--- START Excerpted data ---
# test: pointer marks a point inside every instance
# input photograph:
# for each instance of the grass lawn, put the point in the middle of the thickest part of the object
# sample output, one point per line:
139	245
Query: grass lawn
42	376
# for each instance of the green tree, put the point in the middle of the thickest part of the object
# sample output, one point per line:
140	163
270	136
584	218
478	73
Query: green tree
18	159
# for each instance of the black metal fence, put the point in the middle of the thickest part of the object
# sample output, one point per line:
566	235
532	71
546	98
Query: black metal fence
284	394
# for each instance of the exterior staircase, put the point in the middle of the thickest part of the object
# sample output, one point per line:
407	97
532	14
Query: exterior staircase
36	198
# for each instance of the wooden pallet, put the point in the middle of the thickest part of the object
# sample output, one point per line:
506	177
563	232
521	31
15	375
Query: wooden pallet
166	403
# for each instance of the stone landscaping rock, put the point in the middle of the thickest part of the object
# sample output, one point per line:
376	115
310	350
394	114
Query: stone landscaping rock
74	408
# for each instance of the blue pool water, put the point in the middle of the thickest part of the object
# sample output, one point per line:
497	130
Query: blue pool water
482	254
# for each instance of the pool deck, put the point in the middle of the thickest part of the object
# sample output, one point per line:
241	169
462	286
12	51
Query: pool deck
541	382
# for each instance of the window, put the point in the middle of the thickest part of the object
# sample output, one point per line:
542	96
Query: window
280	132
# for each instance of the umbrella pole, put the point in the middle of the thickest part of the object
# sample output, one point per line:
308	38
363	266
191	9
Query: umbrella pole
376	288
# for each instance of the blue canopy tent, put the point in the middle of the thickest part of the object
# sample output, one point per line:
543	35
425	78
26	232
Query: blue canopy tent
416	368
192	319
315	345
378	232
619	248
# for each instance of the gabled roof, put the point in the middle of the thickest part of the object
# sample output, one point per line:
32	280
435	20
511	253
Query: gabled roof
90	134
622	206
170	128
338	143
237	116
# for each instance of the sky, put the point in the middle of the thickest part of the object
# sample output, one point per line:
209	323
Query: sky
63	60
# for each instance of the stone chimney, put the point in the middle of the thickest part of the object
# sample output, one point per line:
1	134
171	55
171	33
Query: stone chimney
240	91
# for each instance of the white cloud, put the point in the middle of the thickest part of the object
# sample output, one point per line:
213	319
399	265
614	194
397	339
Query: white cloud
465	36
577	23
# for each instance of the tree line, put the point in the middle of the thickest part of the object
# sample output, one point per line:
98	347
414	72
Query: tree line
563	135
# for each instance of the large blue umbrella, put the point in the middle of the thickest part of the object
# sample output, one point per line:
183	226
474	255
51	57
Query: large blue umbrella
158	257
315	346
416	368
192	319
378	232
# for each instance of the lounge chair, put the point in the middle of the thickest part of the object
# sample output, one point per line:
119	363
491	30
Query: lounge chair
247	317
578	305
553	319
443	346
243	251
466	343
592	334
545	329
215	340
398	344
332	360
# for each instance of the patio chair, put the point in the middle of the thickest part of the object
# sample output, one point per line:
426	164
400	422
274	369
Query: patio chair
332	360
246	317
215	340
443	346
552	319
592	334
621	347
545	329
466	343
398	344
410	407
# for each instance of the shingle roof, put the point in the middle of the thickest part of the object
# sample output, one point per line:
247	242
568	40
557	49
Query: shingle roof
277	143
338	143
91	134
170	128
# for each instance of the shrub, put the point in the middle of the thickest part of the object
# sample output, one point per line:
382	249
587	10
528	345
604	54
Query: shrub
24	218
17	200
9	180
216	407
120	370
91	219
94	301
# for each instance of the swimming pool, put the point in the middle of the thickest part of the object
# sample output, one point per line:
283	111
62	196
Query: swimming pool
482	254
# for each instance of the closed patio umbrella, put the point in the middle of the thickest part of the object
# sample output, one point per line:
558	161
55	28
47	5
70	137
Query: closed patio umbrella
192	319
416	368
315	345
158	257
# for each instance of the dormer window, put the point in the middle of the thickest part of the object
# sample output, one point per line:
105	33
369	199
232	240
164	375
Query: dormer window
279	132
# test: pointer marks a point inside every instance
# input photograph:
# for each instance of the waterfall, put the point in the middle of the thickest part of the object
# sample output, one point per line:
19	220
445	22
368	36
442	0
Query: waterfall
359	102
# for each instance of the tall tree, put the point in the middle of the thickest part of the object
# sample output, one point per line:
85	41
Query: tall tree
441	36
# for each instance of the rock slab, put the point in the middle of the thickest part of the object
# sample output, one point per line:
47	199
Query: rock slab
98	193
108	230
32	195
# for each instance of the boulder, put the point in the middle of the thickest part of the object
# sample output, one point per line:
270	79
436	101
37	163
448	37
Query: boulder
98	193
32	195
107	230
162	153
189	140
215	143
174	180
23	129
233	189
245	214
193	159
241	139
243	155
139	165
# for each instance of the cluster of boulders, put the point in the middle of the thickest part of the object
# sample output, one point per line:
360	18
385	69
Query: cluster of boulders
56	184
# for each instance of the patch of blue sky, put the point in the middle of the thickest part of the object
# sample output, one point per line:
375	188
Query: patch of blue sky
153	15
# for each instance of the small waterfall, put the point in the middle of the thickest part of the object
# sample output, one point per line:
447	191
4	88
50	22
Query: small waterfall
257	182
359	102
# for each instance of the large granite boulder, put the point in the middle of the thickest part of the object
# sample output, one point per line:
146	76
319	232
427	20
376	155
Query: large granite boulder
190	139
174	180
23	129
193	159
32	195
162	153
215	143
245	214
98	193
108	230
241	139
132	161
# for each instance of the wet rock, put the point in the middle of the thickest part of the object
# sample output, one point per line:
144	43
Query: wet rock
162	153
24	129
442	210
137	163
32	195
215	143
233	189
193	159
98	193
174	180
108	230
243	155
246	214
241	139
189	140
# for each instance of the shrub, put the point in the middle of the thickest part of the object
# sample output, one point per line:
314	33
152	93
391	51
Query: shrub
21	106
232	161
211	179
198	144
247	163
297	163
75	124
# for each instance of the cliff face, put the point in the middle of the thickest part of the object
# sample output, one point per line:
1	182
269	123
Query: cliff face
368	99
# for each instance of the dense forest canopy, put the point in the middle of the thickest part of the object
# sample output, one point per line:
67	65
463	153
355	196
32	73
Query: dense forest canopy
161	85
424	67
--- END Excerpted data ---
* _Stated problem_
Every line from the line containing "# for each instance of the wet" to the last line of the material above must be repeated exactly, and no other line.

* _Task response_
# for each instance of the wet rock, put the point in the middle of the thickest part of the object
# sample output, one point per line:
144	43
Query: wet rock
162	153
24	129
442	210
137	163
32	195
215	143
233	189
193	159
98	193
174	180
108	230
243	155
246	214
241	139
189	140
# for each instance of the shrub, put the point in the middle of the thickest part of the object
# sample output, one point per line:
314	33
152	93
391	51
Query: shrub
21	106
232	161
211	179
198	144
247	163
297	163
75	124
# for each instance of the cliff face, put the point in the middle of the thickest part of the object
# sample output, one point per line:
1	182
269	123
Query: cliff face
368	99
# for each instance of the dense forest canopy, put the point in the middle of the thickest part of the object
# sample output, one point per line:
67	65
463	153
355	196
32	73
Query: dense forest canopy
161	85
424	67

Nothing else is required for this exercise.